WHAT YOU NEED TO DO:
Your task is to transcribe all the entries exactly, excluding pictures.

>>>

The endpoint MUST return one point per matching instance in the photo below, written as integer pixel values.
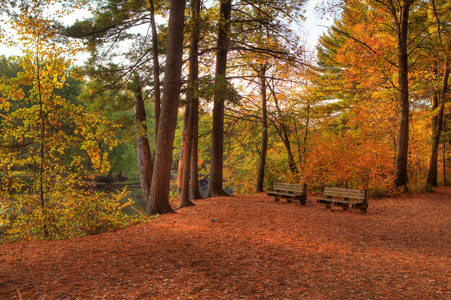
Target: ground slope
(251, 248)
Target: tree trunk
(142, 142)
(193, 95)
(216, 164)
(283, 133)
(264, 128)
(437, 125)
(401, 24)
(159, 192)
(156, 66)
(181, 164)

<<<

FULL ANSWER:
The endpoint MUST return one point per matching instance in the photo below, written as integer pixel values.
Target: ground slope
(251, 248)
Target: tree trunk
(142, 142)
(193, 95)
(216, 164)
(283, 133)
(264, 128)
(437, 125)
(401, 24)
(159, 192)
(156, 66)
(181, 164)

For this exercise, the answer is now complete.